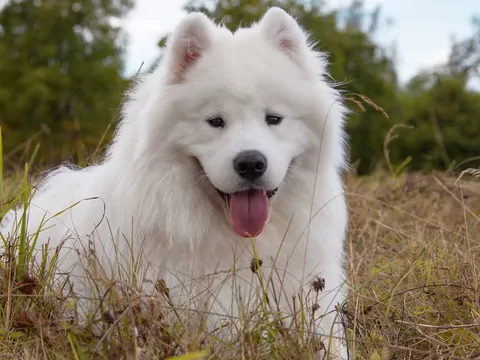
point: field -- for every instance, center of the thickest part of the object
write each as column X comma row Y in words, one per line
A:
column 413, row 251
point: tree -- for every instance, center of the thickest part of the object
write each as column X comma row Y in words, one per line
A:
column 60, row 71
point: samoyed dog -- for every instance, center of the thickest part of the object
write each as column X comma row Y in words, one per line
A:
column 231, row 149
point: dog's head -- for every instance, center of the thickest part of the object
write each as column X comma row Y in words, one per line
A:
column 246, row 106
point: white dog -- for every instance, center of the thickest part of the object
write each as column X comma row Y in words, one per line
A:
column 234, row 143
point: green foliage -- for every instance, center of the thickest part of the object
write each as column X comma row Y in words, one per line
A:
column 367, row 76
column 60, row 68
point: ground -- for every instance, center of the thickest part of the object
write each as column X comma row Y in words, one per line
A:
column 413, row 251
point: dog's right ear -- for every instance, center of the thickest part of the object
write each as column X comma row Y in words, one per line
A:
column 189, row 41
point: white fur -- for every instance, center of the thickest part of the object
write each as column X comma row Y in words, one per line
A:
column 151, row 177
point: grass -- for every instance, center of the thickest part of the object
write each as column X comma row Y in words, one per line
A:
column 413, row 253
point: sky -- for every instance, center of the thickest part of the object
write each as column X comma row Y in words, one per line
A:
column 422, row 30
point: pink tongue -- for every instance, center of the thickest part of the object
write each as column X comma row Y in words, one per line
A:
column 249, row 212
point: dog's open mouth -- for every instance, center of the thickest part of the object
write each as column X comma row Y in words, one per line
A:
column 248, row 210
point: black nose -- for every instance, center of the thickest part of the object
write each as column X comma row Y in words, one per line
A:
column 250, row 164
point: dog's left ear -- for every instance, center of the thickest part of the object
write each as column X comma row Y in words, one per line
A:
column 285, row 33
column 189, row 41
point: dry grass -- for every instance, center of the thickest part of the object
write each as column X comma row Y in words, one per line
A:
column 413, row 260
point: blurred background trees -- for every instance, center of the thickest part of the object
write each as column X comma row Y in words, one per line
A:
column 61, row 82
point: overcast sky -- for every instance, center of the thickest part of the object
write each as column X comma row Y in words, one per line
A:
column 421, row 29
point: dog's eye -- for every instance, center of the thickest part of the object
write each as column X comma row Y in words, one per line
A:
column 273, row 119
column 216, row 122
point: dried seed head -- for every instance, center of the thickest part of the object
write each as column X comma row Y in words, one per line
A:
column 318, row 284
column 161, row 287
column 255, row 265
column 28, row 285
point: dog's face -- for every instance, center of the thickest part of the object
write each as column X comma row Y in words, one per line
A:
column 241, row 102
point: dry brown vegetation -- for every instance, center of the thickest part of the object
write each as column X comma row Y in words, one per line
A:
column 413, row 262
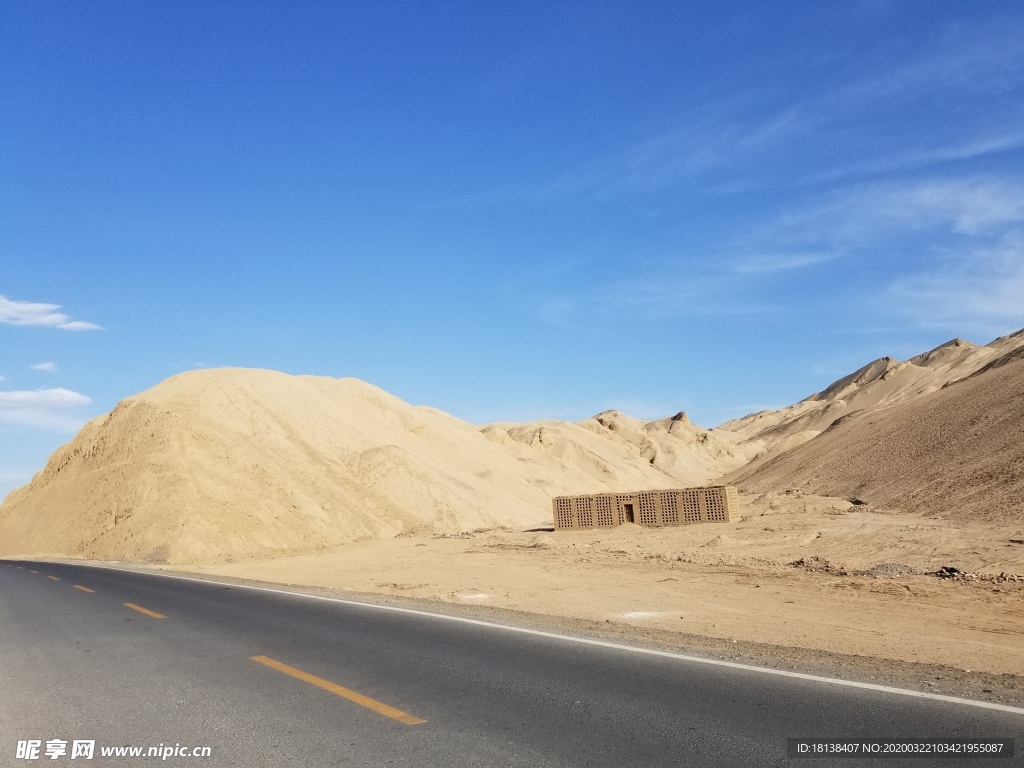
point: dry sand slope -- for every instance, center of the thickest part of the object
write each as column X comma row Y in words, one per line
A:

#####

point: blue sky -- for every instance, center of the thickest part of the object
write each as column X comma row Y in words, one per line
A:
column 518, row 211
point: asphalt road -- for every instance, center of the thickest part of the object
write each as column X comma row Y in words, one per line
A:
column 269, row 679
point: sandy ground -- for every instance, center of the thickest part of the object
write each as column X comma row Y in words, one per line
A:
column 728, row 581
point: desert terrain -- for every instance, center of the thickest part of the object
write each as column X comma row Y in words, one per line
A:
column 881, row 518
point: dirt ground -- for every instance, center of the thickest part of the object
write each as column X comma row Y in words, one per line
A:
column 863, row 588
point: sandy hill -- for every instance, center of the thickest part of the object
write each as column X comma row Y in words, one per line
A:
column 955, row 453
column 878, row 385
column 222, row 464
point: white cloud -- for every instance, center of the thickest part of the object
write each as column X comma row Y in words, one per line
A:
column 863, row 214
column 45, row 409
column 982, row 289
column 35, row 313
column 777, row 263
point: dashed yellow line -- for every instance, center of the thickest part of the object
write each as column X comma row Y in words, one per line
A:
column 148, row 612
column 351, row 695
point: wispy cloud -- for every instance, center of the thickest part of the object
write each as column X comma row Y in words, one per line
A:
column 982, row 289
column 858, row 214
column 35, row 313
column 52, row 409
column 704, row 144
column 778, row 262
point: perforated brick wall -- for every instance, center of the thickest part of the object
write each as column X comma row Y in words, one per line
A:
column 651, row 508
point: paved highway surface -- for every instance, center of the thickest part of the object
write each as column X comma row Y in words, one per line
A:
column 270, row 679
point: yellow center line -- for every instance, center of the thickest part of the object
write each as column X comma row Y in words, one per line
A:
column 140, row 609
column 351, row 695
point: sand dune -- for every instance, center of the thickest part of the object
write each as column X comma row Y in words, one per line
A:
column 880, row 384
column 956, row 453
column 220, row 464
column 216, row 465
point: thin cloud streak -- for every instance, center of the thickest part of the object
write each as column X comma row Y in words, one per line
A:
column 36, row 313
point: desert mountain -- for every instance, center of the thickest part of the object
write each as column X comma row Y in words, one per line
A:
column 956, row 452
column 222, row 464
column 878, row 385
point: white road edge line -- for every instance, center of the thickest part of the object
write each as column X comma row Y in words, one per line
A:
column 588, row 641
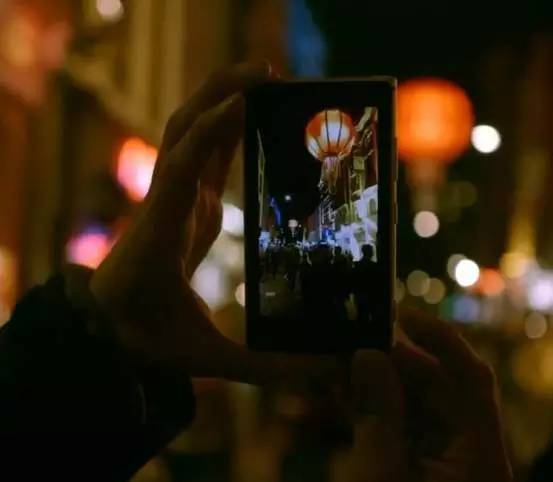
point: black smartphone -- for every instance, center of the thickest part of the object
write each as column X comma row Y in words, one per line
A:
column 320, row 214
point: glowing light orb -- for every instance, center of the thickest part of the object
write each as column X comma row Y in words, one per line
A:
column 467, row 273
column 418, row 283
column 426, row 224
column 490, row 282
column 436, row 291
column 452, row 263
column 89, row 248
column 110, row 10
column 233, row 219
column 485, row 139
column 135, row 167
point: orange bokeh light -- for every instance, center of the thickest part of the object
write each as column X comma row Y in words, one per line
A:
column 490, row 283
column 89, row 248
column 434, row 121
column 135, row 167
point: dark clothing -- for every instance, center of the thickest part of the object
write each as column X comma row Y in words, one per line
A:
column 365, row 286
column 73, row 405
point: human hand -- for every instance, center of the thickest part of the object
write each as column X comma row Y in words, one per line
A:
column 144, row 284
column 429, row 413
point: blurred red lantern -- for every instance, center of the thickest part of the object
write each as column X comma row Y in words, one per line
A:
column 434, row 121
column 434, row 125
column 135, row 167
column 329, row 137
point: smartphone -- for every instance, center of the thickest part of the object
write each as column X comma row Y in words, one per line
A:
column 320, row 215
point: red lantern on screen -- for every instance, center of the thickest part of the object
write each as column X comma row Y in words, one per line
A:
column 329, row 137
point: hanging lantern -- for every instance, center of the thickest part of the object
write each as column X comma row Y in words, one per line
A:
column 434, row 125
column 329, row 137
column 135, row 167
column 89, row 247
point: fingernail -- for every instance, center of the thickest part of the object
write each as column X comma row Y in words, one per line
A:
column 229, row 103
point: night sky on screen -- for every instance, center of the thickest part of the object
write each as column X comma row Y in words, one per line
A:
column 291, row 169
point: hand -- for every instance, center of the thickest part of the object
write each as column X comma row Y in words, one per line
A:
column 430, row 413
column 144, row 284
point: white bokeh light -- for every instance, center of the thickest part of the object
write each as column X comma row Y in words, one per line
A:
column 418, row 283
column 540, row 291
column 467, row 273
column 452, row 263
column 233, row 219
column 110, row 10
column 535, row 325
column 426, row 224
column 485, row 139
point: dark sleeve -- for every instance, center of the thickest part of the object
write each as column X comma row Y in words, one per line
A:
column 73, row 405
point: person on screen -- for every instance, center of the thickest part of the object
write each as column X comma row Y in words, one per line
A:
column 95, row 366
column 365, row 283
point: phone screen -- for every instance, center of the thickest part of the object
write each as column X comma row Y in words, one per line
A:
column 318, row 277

#####

Requirements.
Reproduce verbatim the portion of the records that begins with the line containing "point: white fur" and continues through the line containing "column 216, row 122", including both of those lines.

Reply to the exercise.
point: white fur -- for every instance, center of the thickest part of the object
write each as column X comma row Y in words, one per line
A:
column 151, row 177
point: grass -- for every instance, center of the thickest part of the object
write each as column X comma row Y in words, one per line
A:
column 413, row 253
point: sky -- for every instance, center of the thickest part of the object
write each as column X comma row Y in words, one per line
A:
column 422, row 30
point: pink tongue -- for every instance, center of the thickest part of the object
write each as column X comma row Y in words, one per line
A:
column 249, row 212
point: dog's open mouth -- for every instance, center of the thickest part of the object
write each as column X comma row Y in words, one per line
A:
column 248, row 210
point: black nose -- for every instance, center of the thickest part of the object
write each as column X comma row Y in words, one per line
A:
column 250, row 164
point: dog's left ear -- for every instance, center of the thickest part of the object
write each as column X comma row Y in words, one per line
A:
column 285, row 33
column 189, row 41
point: dry grass -- for every instance, center of the thickest part of the object
write each as column X comma row Y in words, one per line
A:
column 413, row 260
point: blurred background trees -- for every instance, center of the thickest part of the object
write each as column X comma row Y in words, one per line
A:
column 61, row 82
point: overcast sky -- for every instance, center of the thickest part of the object
write each as column X comma row Y in words, one per line
A:
column 421, row 29
point: dog's eye -- for every instance, center of the thickest part of the object
write each as column X comma row Y in words, one per line
A:
column 273, row 119
column 216, row 122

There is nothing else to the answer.